PASSAGE:
########
The table below shows the state of play, including three categories of “in doubt” seat: those which will definitely go to a party of one ideological side or the other, but where it isn’t clear which one, and the particularly important contests that could go either Left or Right.

Now a summary of the eight regions in order of interest, for which the number of votes in the count has increased by around 60% since my previous overview after election night. Our tools for analysis are the Geeklections simulations and the projected ABC results.

Northern Victoria

IN DOUBT: It is certain that either Shooters & Fishers or Country Alliance will win a Right seat, and there is a strong chance both of them will. If not, the second of the two seats will go to the Left: Labor, the Sex Party or the Greens.

This is diabolically complicated, but the result can be understood as being on the cusp of four Right, one Left and three Right, two Left. In the former case, wins for the Country Alliance and Shooters & Fishers supplement two seats for the Coalition (one Liberal, one Nationals) and one for Labor. Otherwise, the most likely scenario involves the Greens falling behind Labor and dropping out at Count 15, so that their preferences flow to Labor rather than Labor preferences flowing to the Country Alliance, who get them ahead of the Greens.

The odds on this have shortened as the count has progressed, with the Greens’ projected lead at the relevant point shrinking from 0.78% on election night to 0.32% (10.06% to 9.74%). When the preference distribution is properly conducted, it is not clear to me if below-the-line preferences will be a net positive or a net negative for the Greens: their projected vote total includes the 1.78% Animal Justice vote and 0.60% of residue from Palmer United, the Sex Party and Australian Cyclists, some of which will leak.
########
ENTRIES SUPPLIED:
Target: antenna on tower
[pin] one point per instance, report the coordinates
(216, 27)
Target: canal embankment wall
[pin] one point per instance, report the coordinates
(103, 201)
########
REQUIREMENTS:
- a) Reproduce the part of the Northern Victoria election passage starting at "IN DOUBT: It" and ending at "of the Greens.".
- b) According to the Northern Victoria election passage, the Greens' projected vote total includes votes from which other parties? List every one.

SOLUTIONS IN ORDER:
- a)
IN DOUBT: It is certain that either Shooters & Fishers or Country Alliance will win a Right seat, and there is a strong chance both of them will. If not, the second of the two seats will go to the Left: Labor, the Sex Party or the Greens.

This is diabolically complicated, but the result can be understood as being on the cusp of four Right, one Left and three Right, two Left. In the former case, wins for the Country Alliance and Shooters & Fishers supplement two seats for the Coalition (one Liberal, one Nationals) and one for Labor. Otherwise, the most likely scenario involves the Greens falling behind Labor and dropping out at Count 15, so that their preferences flow to Labor rather than Labor preferences flowing to the Country Alliance, who get them ahead of the Greens.

- b)
- Animal Justice
- Palmer United
- the Sex Party
- Australian Cyclists